Given problem — List every line in the rows below that contains the string "rear", copying each such line in full.
>> Start
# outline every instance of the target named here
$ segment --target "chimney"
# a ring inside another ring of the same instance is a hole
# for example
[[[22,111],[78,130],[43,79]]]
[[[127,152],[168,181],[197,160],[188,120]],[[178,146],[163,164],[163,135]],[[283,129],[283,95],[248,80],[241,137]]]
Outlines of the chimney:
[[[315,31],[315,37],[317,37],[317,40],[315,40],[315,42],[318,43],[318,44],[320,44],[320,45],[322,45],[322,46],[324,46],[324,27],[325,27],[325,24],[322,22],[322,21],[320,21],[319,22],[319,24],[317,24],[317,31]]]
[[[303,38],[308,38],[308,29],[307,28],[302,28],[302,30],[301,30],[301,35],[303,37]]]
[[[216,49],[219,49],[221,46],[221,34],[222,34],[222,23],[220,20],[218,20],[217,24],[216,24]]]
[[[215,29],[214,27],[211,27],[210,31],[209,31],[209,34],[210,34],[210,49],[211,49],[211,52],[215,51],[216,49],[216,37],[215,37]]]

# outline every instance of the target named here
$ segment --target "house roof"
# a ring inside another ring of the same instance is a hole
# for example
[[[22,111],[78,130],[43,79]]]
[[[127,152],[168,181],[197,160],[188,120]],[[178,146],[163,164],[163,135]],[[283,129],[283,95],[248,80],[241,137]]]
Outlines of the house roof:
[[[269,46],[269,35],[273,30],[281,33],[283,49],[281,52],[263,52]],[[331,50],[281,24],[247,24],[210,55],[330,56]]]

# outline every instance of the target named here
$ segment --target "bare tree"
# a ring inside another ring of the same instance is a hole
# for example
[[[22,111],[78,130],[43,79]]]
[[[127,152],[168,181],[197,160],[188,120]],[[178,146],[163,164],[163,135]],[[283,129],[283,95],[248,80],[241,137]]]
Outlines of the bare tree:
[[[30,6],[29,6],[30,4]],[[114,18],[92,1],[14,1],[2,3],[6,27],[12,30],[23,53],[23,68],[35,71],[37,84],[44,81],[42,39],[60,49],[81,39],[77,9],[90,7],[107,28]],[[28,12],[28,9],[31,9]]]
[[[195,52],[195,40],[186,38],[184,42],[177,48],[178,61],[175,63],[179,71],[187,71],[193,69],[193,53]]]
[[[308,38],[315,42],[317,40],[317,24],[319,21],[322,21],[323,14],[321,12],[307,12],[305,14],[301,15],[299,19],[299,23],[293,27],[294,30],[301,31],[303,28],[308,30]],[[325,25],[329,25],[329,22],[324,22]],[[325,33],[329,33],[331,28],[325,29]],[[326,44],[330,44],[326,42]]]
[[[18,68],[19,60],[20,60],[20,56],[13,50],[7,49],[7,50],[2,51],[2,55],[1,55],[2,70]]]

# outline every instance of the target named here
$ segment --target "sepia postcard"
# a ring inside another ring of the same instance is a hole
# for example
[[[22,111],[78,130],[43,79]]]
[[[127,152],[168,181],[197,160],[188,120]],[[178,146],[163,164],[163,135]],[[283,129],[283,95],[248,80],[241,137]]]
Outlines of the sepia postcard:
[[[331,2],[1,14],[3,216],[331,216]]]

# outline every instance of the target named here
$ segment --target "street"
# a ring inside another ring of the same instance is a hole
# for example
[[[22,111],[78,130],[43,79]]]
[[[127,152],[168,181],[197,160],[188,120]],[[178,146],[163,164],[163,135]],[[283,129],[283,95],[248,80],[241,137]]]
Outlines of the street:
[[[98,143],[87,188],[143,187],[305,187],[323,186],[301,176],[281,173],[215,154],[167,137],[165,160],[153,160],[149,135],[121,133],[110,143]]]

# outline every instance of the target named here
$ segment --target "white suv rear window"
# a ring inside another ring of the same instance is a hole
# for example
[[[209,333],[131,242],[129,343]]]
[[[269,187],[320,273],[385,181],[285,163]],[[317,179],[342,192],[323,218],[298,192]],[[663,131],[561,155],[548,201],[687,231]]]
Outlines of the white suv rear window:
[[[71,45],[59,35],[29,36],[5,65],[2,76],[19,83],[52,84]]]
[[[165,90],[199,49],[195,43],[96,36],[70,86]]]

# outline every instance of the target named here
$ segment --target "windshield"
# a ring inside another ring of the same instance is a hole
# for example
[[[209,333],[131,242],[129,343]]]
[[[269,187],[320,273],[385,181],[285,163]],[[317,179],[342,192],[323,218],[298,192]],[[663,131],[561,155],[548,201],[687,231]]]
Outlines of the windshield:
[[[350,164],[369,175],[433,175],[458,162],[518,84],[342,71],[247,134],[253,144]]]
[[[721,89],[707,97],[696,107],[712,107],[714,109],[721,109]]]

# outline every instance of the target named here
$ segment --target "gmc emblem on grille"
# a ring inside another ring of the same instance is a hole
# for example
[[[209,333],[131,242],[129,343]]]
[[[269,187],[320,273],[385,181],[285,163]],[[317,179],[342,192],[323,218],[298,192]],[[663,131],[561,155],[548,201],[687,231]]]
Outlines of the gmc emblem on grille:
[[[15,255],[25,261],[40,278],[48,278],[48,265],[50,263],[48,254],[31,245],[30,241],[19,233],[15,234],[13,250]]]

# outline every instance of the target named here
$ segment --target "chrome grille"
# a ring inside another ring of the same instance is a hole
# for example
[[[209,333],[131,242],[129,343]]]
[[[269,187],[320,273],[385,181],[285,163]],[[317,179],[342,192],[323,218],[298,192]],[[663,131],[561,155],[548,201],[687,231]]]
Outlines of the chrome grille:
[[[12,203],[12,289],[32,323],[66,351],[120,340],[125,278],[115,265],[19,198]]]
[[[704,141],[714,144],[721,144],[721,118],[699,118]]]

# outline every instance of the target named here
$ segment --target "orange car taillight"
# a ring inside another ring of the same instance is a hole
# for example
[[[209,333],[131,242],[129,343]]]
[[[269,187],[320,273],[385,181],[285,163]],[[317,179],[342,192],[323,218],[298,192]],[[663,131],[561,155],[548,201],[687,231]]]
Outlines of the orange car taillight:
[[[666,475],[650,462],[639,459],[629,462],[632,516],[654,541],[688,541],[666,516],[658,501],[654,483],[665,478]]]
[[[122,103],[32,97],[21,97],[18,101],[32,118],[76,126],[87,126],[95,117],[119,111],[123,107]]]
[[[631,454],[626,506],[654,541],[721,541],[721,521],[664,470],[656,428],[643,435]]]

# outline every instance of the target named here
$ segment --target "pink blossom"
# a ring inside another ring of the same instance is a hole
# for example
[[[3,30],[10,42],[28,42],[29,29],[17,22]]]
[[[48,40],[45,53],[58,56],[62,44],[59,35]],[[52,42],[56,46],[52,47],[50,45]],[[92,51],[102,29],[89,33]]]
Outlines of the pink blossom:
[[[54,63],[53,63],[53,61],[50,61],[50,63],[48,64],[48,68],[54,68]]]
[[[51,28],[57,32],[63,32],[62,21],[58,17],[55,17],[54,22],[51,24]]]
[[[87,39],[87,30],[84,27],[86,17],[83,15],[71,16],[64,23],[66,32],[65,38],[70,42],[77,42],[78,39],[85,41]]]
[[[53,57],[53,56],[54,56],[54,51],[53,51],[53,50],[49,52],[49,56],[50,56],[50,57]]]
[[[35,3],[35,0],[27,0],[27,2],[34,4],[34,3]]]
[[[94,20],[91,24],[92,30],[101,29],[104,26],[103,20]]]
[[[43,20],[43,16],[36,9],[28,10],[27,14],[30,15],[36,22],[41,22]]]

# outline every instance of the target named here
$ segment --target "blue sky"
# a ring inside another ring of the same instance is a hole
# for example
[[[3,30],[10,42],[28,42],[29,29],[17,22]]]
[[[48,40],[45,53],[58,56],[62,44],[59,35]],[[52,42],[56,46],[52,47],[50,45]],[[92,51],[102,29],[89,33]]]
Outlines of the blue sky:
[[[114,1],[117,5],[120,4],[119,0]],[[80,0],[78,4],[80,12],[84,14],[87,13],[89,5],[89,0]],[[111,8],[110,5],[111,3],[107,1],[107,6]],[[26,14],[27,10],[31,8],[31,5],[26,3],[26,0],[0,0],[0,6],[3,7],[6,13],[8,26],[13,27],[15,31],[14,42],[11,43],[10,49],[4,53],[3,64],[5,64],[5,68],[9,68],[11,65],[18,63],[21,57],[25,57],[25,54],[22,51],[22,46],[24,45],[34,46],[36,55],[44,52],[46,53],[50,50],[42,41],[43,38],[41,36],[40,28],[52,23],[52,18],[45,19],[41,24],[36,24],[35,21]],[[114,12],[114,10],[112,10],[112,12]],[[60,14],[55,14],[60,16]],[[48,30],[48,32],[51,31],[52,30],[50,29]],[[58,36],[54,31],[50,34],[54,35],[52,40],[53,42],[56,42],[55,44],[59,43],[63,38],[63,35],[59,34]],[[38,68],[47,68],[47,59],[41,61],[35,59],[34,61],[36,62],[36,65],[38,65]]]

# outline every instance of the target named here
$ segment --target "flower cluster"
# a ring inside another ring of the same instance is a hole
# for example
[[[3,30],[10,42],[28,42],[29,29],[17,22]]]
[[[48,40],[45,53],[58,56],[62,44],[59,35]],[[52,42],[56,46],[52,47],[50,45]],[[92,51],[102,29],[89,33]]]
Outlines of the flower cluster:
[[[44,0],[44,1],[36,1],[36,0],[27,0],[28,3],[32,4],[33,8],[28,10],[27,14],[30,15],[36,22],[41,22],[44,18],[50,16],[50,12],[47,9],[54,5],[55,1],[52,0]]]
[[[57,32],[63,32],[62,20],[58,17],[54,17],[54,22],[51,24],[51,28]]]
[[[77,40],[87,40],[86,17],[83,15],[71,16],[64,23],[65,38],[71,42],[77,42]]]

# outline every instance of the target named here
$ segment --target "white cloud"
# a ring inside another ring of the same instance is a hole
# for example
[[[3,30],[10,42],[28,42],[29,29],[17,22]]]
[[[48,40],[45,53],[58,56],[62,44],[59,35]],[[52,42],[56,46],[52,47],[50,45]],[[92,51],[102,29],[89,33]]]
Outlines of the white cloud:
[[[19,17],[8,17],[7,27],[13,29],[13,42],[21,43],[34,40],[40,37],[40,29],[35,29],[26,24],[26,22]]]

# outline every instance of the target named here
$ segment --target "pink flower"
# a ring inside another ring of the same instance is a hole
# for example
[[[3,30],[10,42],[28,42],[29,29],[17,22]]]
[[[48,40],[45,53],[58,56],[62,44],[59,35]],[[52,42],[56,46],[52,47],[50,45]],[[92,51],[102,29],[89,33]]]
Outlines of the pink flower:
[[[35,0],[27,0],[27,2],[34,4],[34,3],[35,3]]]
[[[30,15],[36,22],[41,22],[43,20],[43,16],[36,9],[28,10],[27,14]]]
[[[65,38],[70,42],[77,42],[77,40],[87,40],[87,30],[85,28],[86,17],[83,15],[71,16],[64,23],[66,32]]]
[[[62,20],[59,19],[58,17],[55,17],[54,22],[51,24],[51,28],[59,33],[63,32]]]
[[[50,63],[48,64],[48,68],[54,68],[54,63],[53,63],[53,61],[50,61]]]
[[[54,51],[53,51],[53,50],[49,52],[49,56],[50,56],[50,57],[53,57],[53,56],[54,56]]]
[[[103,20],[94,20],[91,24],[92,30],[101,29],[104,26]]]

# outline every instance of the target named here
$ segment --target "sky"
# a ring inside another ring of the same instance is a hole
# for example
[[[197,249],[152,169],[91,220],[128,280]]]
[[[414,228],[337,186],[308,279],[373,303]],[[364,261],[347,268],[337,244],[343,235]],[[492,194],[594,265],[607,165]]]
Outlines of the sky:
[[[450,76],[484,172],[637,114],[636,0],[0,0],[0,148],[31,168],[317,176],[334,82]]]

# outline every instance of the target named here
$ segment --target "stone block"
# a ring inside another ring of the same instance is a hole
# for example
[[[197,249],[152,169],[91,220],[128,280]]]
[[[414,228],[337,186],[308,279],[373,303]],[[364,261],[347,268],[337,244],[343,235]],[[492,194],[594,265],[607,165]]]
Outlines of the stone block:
>> End
Written solution —
$ segment --target "white suv rear window"
Outlines of the white suv rear window:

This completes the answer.